Return, word for word, the part of the passage on surprise medical bills from "Furthermore, these government" up to and including "on to patients.".

### PASSAGE PROVIDED
########################################

Surprise medical bills are caused by limited insurance networks, and patients should only be responsible for in-network cost sharing when they unknowingly receive out-of-network care at in-network facilities, the ACR said. The college said that new legislation to protect patients from surprise medical bills must also guard against unintended impacts on access to care.
However, the plan, which was unveiled on Sunday by Senator Lamar Alexander (R-TN), Representative Frank Pallone (D-NJ), and Representative Greg Walden (R-OR), includes provisions enabling the government to set payment rates. That would allow insurers to shift more costs to patients via higher deductibles and other cost sharing, according to the ACR.
Furthermore, these government price controls would set arbitrary and artificial price points that benefit insurers, while restricting the number of providers who can afford to offer such services, the ACR said. In addition, the organization noted that there isn't any assurance in the legislation that any savings to insurers from this bill would be passed on to patients.
The plan also doesn't include an adequate provision for resolving disputes, according to the ACR. The proposed threshold of $750 would exclude many of the most common medical services and procedures, forcing medical providers to accept a median in-network payment that would likely be driven progressively lower by insurers, according to the college. This payment level could reach the point where providers might not be able to continue offering those services, the ACR said.
The ACR agrees that patients should be protected from surprise medical bills resulting from networks with inadequate coverage, according to ACR CEO Dr. William Thorwarth.
"That is not at question," he said in a statement. "However, placing unfettered power in these occurrences in the hands of insurers would impact access to care that neither patients, providers, or the government will be happy with."

########################################

### AVAILABLE DATA
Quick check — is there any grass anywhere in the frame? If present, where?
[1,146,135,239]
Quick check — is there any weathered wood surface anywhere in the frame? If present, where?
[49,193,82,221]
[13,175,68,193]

########################################

### WRITTEN SOLUTION
Furthermore, these government price controls would set arbitrary and artificial price points that benefit insurers, while restricting the number of providers who can afford to offer such services, the ACR said. In addition, the organization noted that there isn't any assurance in the legislation that any savings to insurers from this bill would be passed on to patients.